Food & Drink

Review: Mera Kitchen Collective Finds a New Home on Calvert Street

The high-ceilinged, remarkably serene dining space offers worldly dishes prepared by the food co-op.
The Burkinabé plantain salad. — Photography by Justin Tsucalas

The old adage that too many cooks spoil the soup doesn’t necessarily apply when the folks in the kitchen are part of a food co-op.

Eleven people comprise Mera Kitchen Collective, which has opened its first restaurant in a Calvert Street rowhouse. Eight of them cook the dishes on the diverse menu, built around recipes from the home cuisines of the group’s members: falafel, mutubal, and stuffed grape leaves from the Middle East; plantain bowls and bissap from West Africa; carne asada tacos, chicken tinga fries, and tamales from Mexico.

Mera Kitchen began in 2018 when four friends—Iman Alshehab, Emily Lerman, Aishah Alfadhalah, and Liliane Makole—began holding dinners and hosting pop-ups. Soon they formed a catering company and began helming a stand at the downtown farmers’ market.

In the beginning, Alshehab, a veteran hotel cook in her native Syria, and Makole, who is from Cameroon and has since left Baltimore, did most of the cooking. But as the business grew, so did the number of cooks. Mera made food not only for sale, but, as the pandemic took its toll on the community, for free, giving away over 150,000 meals with the help of funding secured through World Central Kitchen.

In November, Mera opened a bricks-and-mortar location, only to close when a pipe burst in the building. The restaurant finally had a second grand opening in March. After such trials, the dining room, a large, high-ceilinged space, is remarkably serene.

Drinks include horchata and bissap, as well as wine, beer, and inventive cocktails. First order Alshehab’s mutabal, an ethereal dish of smoked eggplant that’s an addictive staple at Mera’s market stall, and at least one tamale for everyone at the table, as you won’t want to share these terrific packets of stewed chicken and vegetables embedded in unusually flavorful masa.

Entrees are more hap-hazard: large bowls of chicken kebsa, roasted plantains, or carne asada, loaded with vegetables and sauces. The vegetarian quesadillas are surprisingly good, jammed with roasted vegetables bound with Oaxacan cheese. Carne asada fries is a massive bowl that demands either serious hunger or some help. But your best bet might be the falafel salad bowl, a mashup of fattoush, crispy globes of excellent falafel, house-made pita bread, and more of that wonderful mutubal.

The dishes are contingent upon “whoever’s there, and whatever they want to cook,” Lerman says. But whatever you get, ask for a side of the hot sauce that accompanies the Burkinabé plantain and avocado bowl, an incendiary tablespoon of ginger-habanero sauce that comes with a caution from the server. The stuff is very, very hot, but—as could be said about Mera itself—it’s absolutely worth the experience, and you’ll likely find yourself craving more.

The Scoop

MERA KITCHEN COLLECTIVE 1301 N. Calvert St., 443-681-9855. HOURS: Tues.-Thurs., 11 a.m.-8 p.m.; Fri.-Sat., 11 a.m.-9 p.m. PRICES: Appetizers: $2-14; entrees: $11-15.50; desserts: $6.

Extracted entries:
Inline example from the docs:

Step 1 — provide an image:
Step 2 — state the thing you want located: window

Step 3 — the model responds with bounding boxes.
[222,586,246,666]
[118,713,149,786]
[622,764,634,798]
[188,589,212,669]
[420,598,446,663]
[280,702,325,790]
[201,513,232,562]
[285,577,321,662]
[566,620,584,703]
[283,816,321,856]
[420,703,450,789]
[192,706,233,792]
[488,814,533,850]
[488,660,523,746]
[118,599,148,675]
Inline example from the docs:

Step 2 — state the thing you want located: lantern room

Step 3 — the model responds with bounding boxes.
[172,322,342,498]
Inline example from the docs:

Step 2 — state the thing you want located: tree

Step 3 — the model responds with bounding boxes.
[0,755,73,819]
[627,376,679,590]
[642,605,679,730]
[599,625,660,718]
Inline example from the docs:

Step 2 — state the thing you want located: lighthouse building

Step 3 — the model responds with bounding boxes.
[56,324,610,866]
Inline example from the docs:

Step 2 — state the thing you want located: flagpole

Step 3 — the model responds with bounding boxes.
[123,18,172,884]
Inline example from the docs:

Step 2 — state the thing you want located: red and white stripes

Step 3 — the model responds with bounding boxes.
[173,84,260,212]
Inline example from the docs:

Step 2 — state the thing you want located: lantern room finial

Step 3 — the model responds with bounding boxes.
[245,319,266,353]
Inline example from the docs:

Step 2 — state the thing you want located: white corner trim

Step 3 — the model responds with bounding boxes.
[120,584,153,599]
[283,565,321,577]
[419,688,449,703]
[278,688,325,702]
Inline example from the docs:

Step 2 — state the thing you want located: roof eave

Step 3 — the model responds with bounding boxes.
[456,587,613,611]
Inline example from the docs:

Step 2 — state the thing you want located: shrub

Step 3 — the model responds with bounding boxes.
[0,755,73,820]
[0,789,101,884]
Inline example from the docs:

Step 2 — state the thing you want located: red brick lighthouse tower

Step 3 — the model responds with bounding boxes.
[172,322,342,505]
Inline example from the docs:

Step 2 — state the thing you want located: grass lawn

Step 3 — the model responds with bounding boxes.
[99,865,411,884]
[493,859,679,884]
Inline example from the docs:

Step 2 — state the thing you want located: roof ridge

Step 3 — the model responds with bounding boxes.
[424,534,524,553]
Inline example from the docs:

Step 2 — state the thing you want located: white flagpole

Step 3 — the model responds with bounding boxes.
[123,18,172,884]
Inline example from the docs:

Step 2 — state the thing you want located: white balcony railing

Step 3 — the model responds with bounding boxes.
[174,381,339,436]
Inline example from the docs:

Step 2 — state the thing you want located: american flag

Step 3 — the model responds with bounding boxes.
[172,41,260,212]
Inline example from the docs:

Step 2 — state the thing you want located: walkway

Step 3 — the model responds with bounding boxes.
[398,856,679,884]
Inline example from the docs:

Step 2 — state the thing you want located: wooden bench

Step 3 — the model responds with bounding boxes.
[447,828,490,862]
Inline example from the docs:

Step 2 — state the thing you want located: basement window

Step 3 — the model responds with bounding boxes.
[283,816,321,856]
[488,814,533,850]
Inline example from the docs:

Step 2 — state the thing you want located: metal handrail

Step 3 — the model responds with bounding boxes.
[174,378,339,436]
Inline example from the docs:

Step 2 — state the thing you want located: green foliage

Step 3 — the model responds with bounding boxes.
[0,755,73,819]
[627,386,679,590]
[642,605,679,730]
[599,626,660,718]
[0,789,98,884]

Activity: According to the restaurant review, how many free meals did Mera Kitchen Collective give away during the pandemic? The rows aren't needed for this exercise.

Output: Over 150,000 meals.